Items from a data source

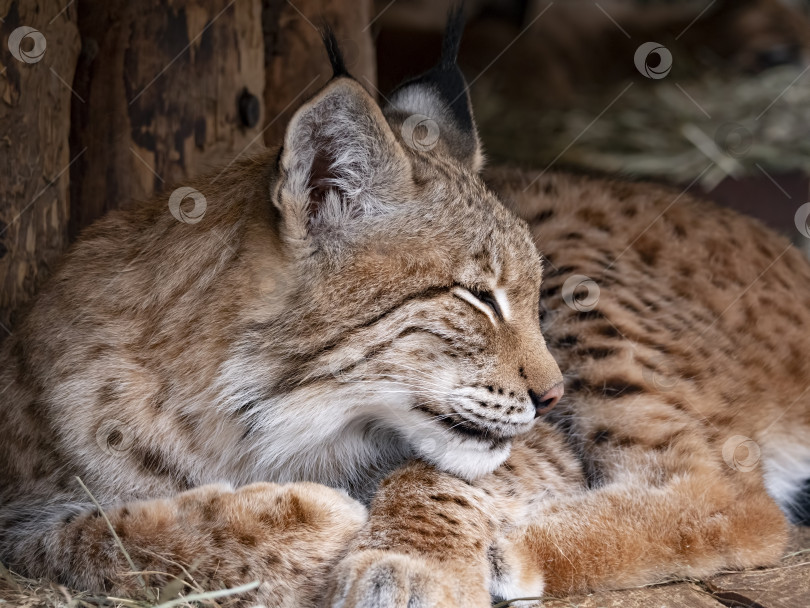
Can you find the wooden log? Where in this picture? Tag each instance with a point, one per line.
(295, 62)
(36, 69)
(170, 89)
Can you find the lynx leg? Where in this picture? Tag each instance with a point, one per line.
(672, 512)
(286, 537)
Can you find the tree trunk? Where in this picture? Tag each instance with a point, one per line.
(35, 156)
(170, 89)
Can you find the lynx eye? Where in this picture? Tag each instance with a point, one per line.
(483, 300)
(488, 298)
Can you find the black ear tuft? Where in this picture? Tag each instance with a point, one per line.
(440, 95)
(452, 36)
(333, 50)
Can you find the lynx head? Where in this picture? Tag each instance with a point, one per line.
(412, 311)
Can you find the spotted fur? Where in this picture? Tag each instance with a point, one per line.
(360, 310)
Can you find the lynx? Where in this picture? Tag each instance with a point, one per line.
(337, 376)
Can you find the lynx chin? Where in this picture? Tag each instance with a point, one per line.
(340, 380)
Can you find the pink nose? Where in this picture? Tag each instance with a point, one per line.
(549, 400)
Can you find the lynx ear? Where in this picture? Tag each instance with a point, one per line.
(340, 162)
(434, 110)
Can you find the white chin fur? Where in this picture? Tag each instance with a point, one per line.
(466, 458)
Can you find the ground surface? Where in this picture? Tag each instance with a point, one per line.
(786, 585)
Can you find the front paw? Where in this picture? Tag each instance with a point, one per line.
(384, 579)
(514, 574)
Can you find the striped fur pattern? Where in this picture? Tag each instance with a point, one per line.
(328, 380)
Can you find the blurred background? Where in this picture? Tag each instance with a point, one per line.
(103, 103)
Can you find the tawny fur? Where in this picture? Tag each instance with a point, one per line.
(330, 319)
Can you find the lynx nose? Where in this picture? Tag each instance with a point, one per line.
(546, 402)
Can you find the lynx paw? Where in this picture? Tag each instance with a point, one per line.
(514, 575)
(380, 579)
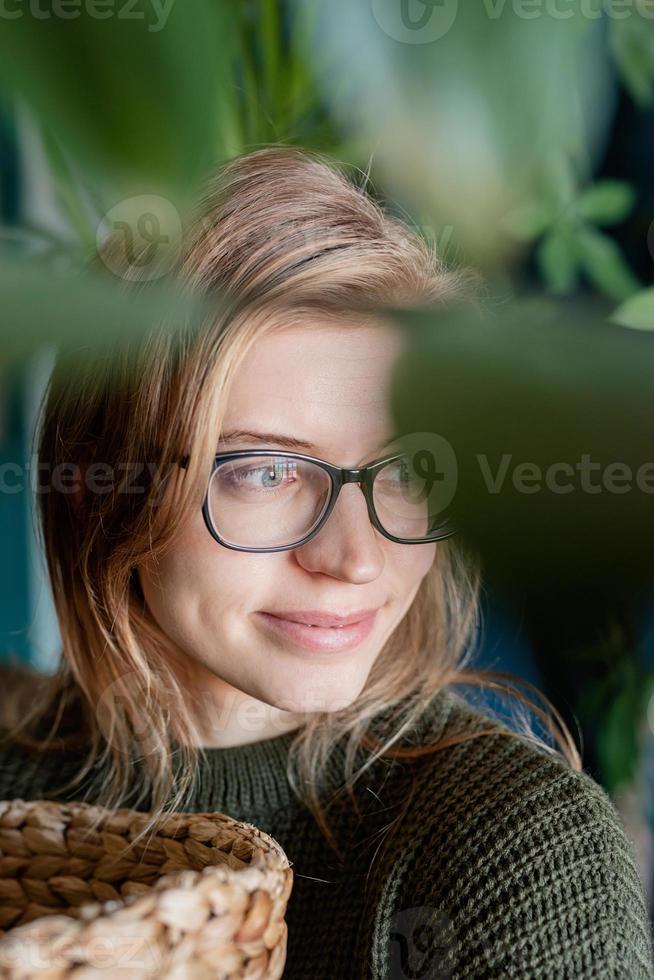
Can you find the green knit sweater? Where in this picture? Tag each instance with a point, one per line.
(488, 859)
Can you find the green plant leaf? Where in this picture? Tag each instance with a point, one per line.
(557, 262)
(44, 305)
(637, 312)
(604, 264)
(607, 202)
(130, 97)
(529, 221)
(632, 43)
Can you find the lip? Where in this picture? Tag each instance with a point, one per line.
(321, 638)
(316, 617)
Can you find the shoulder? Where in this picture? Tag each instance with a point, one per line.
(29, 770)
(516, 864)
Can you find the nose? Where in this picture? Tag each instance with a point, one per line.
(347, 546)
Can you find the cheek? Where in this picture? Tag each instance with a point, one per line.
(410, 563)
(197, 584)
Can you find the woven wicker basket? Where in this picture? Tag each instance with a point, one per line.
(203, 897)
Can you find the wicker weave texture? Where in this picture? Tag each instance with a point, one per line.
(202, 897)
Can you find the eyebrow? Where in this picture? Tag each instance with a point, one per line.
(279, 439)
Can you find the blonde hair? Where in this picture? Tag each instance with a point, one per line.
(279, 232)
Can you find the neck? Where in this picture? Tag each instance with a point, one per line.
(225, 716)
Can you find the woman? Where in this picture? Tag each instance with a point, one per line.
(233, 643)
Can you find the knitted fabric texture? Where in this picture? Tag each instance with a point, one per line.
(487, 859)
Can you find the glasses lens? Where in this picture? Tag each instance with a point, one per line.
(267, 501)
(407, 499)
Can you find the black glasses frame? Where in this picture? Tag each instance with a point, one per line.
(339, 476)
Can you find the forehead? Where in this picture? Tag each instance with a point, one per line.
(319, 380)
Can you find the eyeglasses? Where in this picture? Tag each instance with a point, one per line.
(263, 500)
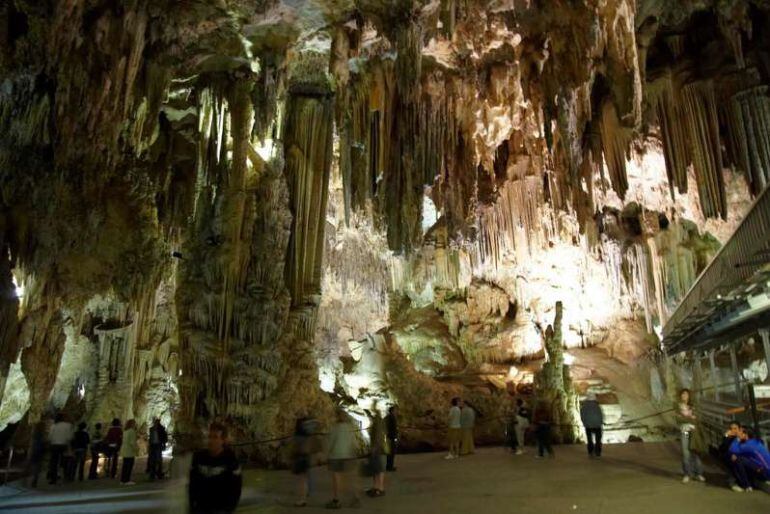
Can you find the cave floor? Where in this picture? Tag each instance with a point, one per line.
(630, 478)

What needs to be done — Exclude all pictures and reproduce verbatim the lines running from the line that contains "Can you find the green knit" to the end of the data above, both ends included.

Answer to the exercise —
Can you find the green knit sweater? Where in this picture? Tag each instance with a point, one per line.
(488, 859)
Can you find the green plant leaf? Where in this picture? Tag each instance with a point, one per line.
(557, 262)
(44, 305)
(637, 312)
(604, 264)
(607, 202)
(130, 97)
(529, 221)
(632, 43)
Can you find the lip? Where in this picture? Tag each instance with a point, one per line.
(321, 638)
(316, 617)
Can you find the shoulder? Where in this picture? Tag each instance with a point, one per line.
(29, 770)
(516, 864)
Can you find the nose? Where in this picture? Tag each instance with a point, one per line.
(347, 546)
Can you find the cheek? Where in this picture? Tag each instance with a point, one per line.
(410, 563)
(197, 584)
Can you find the woven wicker basket? Where in this picture? Tag each instance with a point, one per line.
(203, 897)
Can you find the wicker weave texture? Where in this picture? Tag each instance with a point, one per line.
(202, 897)
Can you find the eyebrow? Where in this picture? Tag each instance with a point, one per line.
(279, 439)
Can you find the blonde hair? Where in this picture? Tag each instance with a point, one per line.
(279, 232)
Can you find the neck? Where in this picture? Tag each instance with a point, one per line.
(225, 716)
Can you find the woman? Where in this picture? Tag each instance with a point, one per line.
(233, 643)
Can you find the knitted fabric texture? Where in this picture? Tag each instance with a point, one per line.
(487, 859)
Can you find the glasses lens? Where in this picture? Tag each instance with a point, one per line.
(267, 501)
(407, 499)
Can you find the black glasses frame? Where in this picture? Tag each instance with a point, one per line.
(339, 476)
Can you find the forehead? Where in this picture? Tag each instance with a point, one per line.
(319, 380)
Can you find the eyeglasses? Where in this picture? Tag each instance with a point, one per line.
(263, 500)
Can you find the cave floor? Where in this picture? Tag each instance with a point, one per line.
(630, 478)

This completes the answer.